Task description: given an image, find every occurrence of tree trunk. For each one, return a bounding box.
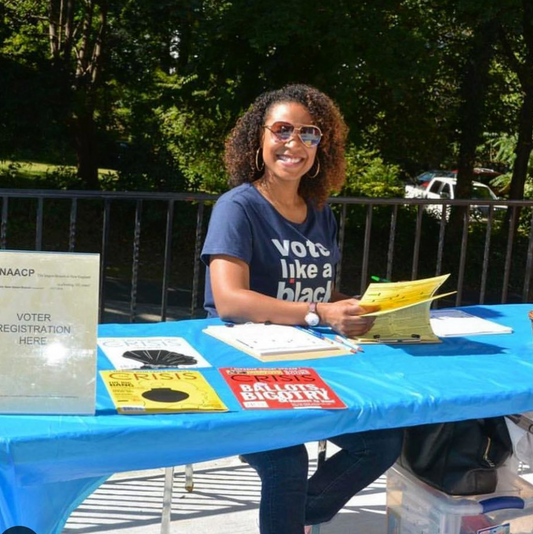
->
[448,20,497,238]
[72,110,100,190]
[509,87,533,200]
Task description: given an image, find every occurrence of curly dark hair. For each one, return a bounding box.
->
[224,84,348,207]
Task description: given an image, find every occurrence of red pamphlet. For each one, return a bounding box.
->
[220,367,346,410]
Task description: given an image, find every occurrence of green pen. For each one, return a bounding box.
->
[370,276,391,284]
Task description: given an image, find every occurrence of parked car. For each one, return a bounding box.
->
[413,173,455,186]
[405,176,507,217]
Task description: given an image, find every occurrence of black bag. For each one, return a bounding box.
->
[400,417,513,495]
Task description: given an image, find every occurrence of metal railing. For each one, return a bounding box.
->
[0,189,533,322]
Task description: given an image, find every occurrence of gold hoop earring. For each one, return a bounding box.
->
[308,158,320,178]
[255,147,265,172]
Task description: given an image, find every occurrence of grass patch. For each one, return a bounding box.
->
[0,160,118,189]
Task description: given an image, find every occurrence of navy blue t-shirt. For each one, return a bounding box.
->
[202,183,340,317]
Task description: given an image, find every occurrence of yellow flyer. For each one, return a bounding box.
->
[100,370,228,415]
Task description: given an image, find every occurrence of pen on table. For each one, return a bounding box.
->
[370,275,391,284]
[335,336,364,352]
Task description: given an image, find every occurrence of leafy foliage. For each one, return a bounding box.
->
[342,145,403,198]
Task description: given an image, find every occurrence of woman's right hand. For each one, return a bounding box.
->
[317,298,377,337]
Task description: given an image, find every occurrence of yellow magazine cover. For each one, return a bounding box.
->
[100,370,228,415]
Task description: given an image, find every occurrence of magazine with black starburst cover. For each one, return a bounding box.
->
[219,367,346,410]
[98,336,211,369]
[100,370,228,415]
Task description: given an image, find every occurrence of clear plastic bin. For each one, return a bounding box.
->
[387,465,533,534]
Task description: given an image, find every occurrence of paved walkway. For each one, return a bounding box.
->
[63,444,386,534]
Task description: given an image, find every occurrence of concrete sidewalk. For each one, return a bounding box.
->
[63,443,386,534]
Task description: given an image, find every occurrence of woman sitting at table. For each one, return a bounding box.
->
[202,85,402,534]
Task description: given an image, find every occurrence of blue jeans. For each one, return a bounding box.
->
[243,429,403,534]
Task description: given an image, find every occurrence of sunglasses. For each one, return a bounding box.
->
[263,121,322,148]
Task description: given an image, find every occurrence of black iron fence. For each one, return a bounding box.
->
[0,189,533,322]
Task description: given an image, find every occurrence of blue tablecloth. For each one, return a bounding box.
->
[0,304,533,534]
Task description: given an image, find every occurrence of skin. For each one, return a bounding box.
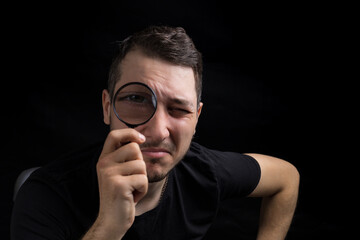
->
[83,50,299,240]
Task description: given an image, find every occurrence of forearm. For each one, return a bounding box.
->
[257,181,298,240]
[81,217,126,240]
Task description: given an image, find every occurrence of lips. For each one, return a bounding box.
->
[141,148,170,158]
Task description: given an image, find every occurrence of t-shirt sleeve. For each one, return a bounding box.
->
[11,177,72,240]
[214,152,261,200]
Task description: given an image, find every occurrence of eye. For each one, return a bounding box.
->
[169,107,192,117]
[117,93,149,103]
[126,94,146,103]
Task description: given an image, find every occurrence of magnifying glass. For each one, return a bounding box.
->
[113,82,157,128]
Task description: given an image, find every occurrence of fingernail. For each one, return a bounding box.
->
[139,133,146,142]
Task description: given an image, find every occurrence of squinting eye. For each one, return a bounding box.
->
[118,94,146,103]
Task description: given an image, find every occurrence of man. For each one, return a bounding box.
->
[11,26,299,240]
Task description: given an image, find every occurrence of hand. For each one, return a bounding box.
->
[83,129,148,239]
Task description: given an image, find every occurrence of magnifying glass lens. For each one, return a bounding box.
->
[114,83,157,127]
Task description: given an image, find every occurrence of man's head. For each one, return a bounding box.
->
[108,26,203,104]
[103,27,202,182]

* * * * *

▶ **Exercise details**:
Convert the material into a JSON list of strings, one string per line, from the first line through the line containing "[400,417,513,495]", inclusive. Skip blank lines and leave the pictures out.

▶ **Solution to this problem**:
[
  "Task description: given an image, find every occurrence of tree trunk. For each one, return a bounding box.",
  "->",
  "[448,20,497,238]",
  "[72,110,100,190]",
  "[509,87,533,200]",
  "Task description: given an image, find every occurrence of curly dark hair. For each one, return a bounding box.",
  "->",
  "[224,84,348,207]",
  "Task description: given an image, find every occurrence of red pamphlet. For each one, return a bounding box.",
  "->",
  "[220,367,346,410]",
  "Task description: given an image, find every occurrence of green pen. For each one, return a bounding box.",
  "->",
  "[370,276,391,284]",
  "Task description: given an image, find every occurrence of parked car. For each one, return a bounding box.",
  "->",
  "[413,173,455,186]",
  "[405,176,507,217]",
  "Task description: given an image, find every occurrence of black bag. For each one, return a bounding box.",
  "->",
  "[400,417,513,495]"
]